> **TASK INSTRUCTIONS**: Copy out the lines below word for word, leaving out the pictures.

> **Point-based annotation data**:
##########
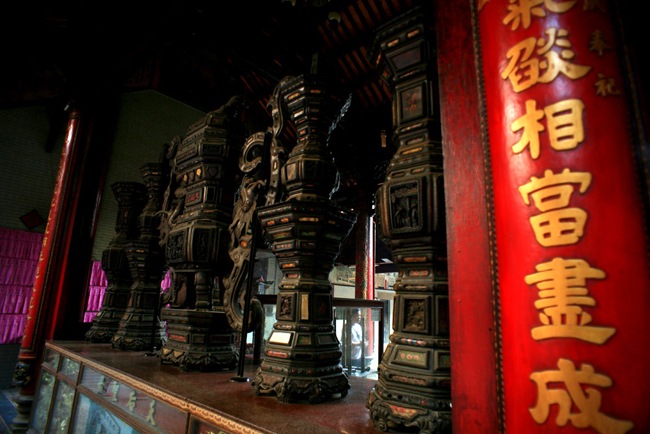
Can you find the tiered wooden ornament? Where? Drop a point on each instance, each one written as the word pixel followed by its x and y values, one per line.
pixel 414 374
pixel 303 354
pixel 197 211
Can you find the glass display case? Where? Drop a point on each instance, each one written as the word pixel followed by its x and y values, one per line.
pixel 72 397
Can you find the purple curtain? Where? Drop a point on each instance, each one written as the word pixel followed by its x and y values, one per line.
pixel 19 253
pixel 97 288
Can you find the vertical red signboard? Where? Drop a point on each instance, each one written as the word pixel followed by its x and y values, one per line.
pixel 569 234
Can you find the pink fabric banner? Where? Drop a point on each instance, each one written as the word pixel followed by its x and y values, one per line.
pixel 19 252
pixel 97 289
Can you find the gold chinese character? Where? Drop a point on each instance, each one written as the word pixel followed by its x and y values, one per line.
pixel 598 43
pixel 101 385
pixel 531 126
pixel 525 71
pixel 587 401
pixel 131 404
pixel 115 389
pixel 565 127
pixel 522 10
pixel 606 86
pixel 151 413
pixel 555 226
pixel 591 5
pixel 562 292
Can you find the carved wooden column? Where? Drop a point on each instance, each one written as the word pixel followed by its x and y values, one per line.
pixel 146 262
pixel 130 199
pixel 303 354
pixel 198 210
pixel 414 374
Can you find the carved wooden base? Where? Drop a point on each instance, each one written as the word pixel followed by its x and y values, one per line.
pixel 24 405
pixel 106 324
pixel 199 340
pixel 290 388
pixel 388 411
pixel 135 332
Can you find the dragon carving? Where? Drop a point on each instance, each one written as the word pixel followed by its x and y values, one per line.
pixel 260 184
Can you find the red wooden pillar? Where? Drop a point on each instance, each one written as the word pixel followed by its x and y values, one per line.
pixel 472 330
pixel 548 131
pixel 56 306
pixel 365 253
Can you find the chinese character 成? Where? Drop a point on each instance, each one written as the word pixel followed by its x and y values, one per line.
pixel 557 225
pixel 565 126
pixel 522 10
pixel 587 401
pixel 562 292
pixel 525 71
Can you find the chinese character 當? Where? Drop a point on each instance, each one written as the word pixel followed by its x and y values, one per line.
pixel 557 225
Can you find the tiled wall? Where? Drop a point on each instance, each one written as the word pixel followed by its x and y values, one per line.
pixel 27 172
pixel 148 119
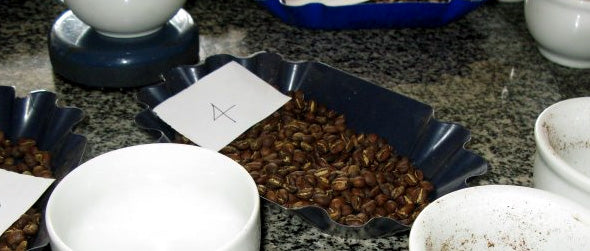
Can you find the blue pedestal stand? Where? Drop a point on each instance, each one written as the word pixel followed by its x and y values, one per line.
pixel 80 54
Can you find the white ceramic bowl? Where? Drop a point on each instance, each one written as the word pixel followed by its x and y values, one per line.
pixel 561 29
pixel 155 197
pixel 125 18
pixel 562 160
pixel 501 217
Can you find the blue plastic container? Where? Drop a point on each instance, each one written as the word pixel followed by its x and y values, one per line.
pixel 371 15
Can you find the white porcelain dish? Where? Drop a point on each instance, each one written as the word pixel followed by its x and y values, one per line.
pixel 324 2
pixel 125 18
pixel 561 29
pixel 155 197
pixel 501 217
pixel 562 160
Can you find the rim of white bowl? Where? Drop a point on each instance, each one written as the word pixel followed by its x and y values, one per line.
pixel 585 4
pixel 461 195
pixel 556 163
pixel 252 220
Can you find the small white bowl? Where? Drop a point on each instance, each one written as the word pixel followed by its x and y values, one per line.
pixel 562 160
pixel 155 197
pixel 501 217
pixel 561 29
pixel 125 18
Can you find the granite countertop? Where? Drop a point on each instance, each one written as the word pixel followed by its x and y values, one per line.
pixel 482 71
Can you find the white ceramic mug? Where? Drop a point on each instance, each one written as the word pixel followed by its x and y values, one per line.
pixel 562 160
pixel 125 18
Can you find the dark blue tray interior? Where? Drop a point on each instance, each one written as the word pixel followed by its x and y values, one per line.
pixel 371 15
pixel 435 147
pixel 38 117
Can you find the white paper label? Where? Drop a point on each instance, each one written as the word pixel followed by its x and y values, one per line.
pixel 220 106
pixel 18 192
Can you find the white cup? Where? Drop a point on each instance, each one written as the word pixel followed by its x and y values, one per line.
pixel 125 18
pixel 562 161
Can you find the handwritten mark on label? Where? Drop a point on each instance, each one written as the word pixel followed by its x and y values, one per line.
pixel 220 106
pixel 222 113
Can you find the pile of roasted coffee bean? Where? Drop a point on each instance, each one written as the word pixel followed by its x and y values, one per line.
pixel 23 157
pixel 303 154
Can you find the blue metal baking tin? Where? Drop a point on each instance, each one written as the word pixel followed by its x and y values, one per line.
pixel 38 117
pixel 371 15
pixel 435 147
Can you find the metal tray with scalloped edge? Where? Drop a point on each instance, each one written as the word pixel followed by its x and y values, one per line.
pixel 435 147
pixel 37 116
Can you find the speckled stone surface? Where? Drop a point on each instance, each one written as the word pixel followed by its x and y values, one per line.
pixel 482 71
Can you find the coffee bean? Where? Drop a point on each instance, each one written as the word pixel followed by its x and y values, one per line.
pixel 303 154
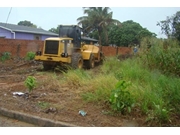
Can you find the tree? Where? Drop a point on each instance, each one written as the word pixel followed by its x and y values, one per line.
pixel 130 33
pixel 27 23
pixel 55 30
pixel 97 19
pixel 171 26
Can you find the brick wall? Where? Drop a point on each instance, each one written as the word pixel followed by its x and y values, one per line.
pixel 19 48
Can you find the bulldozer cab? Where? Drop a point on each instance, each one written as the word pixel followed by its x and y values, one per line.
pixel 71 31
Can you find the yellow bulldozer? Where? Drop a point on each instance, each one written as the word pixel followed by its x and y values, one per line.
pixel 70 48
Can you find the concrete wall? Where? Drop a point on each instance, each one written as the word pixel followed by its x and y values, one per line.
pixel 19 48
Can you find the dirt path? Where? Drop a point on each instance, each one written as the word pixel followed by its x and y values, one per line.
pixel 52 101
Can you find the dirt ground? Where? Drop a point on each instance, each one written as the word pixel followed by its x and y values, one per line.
##########
> **OUTPUT**:
Can you find the tiered wooden ornament? Where? Drop a point on each instance, each one written as the word pixel followed by its x and y values, one per line.
pixel 414 374
pixel 303 354
pixel 197 211
Can you find the glass display case? Where? Drop a point on each instance, each one written as the word pixel followed by its x and y values, one per line.
pixel 72 397
Can you find the purple curtain? Where? Drop a point on each instance, each one written as the word pixel followed by its x and y values, one per line.
pixel 19 253
pixel 97 288
Can you find the vertical red signboard? Where? Drop a point on each instance, each one written as the word pixel followed by its x and y values, one per line.
pixel 569 234
Can you find the pink fabric banner? Where? Drop a point on each instance, each one written as the word pixel followed by its x and y values, one per line.
pixel 19 252
pixel 97 289
Can you find the gold chinese character? Where? Drop a point on each instance, each one written as the word pixel followed by its x and y values, one per line.
pixel 598 43
pixel 101 385
pixel 531 126
pixel 525 71
pixel 587 401
pixel 131 404
pixel 115 389
pixel 565 127
pixel 522 10
pixel 606 86
pixel 151 413
pixel 555 226
pixel 591 5
pixel 562 292
Can you find the carved wooden column? Where? Drop a point on each instance, each one written as the word pixel followed by its x and y values, one per line.
pixel 146 262
pixel 130 199
pixel 303 354
pixel 198 210
pixel 414 374
Can you find the carved wooden base? Where? Drop a point on each instance, each one written as the word pixel followed by its x and y values, one per line.
pixel 24 405
pixel 106 324
pixel 199 340
pixel 290 388
pixel 388 411
pixel 135 332
Can you find the dragon carving? Where? Drop a point on each instance, each one written as the word pixel followed by its x and y values, one per line.
pixel 260 184
Can you find the red wooden pillar? Where? Drop a point on each instance, each one written as the word pixel followed by its x and y values, one per line.
pixel 472 330
pixel 548 131
pixel 56 306
pixel 365 253
Can you find the chinese character 成? Where? Drop a point on each instance, each one written as the word pixel followed by its x and y values, one per line.
pixel 557 225
pixel 565 126
pixel 522 10
pixel 587 401
pixel 562 292
pixel 525 71
Can you find the chinese character 當? Where? Drop a point on each instance, each one written as the word pixel followed by its x and y values, one per line.
pixel 557 225
Can you find the tiled wall? Where? Drop a point on each instance, each one written as the word pixel followed by its x and y values, one per line.
pixel 27 172
pixel 148 119
Can you find the blue pedestal stand? Where? Drop a point on each instance, each one written as the word pixel followed by its x and y values, one per line.
pixel 80 54
Can you find the white ceramic bowl? Where? Drop a point on each instance, each one written as the word pixel followed by its x and y values, one per line.
pixel 561 29
pixel 155 197
pixel 125 18
pixel 562 160
pixel 501 217
Can you find the blue plastic container? Where? Drop a point on each instance, each one written as the word pixel followed by its x and y values, one per line.
pixel 371 15
Can you find the white porcelain dish? Where? Drop a point on each instance, each one written as the word pixel followed by its x and y values, one per line.
pixel 324 2
pixel 125 18
pixel 561 29
pixel 155 197
pixel 501 217
pixel 562 160
Can you find the rim of white bowl? Where? Drop a point on each instance, each one written as the word pixel followed by its x and y values, one per line.
pixel 585 4
pixel 461 195
pixel 556 163
pixel 252 220
Can you find the small white bowl? Where? Drop a point on each instance, each one written as the word pixel followed by its x and y values, one per line.
pixel 562 160
pixel 155 197
pixel 501 217
pixel 561 29
pixel 125 18
Can you find the granite countertop? Where? Drop a point on each instance, each one written as the word pixel followed by its x and y values, one per line.
pixel 482 71
Can you find the white ceramic mug? Where? Drop a point on each instance, each one written as the word pixel followed by its x and y values, one per line.
pixel 562 160
pixel 125 18
Can you find the dark blue tray interior? Where? Drop a point on each instance, each one written as the word pixel followed by its x and y values, one per line.
pixel 371 15
pixel 435 147
pixel 38 117
Can you find the white paper label? Where? Drop a point on each instance, each one written as the word pixel followed by its x and y values, one per line.
pixel 220 106
pixel 18 192
Can you find the white cup? Where? Drop a point on each instance, each one written as the word pixel followed by its x and y values, one per line.
pixel 125 18
pixel 562 161
Can you find the handwritten mark on label? Where? Drop a point on each instance, each one written as the word pixel followed by its x and y values, one per line.
pixel 220 106
pixel 222 113
Can you find the pile of roasted coffee bean? Where? Drop a point on each instance, each one written as the word pixel followed by its x and y values, one per line.
pixel 23 157
pixel 303 154
Can you find the blue metal baking tin? Where? Drop a point on each instance, each one written as the word pixel followed by its x and y values, one per line.
pixel 38 117
pixel 371 15
pixel 435 147
Can you find the metal tray with scalloped edge? Where? Drop a point on each instance, each one written as the word pixel followed by its x and y values, one per line.
pixel 435 147
pixel 37 116
Can you find the speckled stone surface? Where? Drop a point on each instance, each one written as the word pixel followed by its x and y values, one per line.
pixel 482 71
Can you find the coffee bean? Where? Drop a point on each instance, each one written as the word pixel followed by its x and y values, one per line.
pixel 303 154
Can you find the tree? Where? Drop a point on each instance, each one written as the word pixel followed by its x and y values, one per line.
pixel 130 33
pixel 27 23
pixel 55 30
pixel 97 19
pixel 171 26
Can you find the brick wall? Where? Drop a point on each instance, each one written as the word pixel followed by its x and y values, one per line.
pixel 19 48
Can you find the bulldozer cab? Where? Drop a point on each instance, each one written as the word pixel followed by its x and y values, one per line.
pixel 71 31
Can you find the yellow bulldozer? Where? Drop a point on each instance, each one written as the word pixel followed by its x and y values, one per line.
pixel 70 48
Can you find the concrete wall? Where? Drop a point on each instance, each one written as the word pixel followed by its x and y values, one per line.
pixel 19 48
Can you find the dirt path? Where? Drop a point on each instance, each one written as the word pixel followed by its x and y values, one per line.
pixel 52 101
Can you find the dirt ground? Where? Drop a point on each instance, each one written as the word pixel followed by its x and y values, one per line.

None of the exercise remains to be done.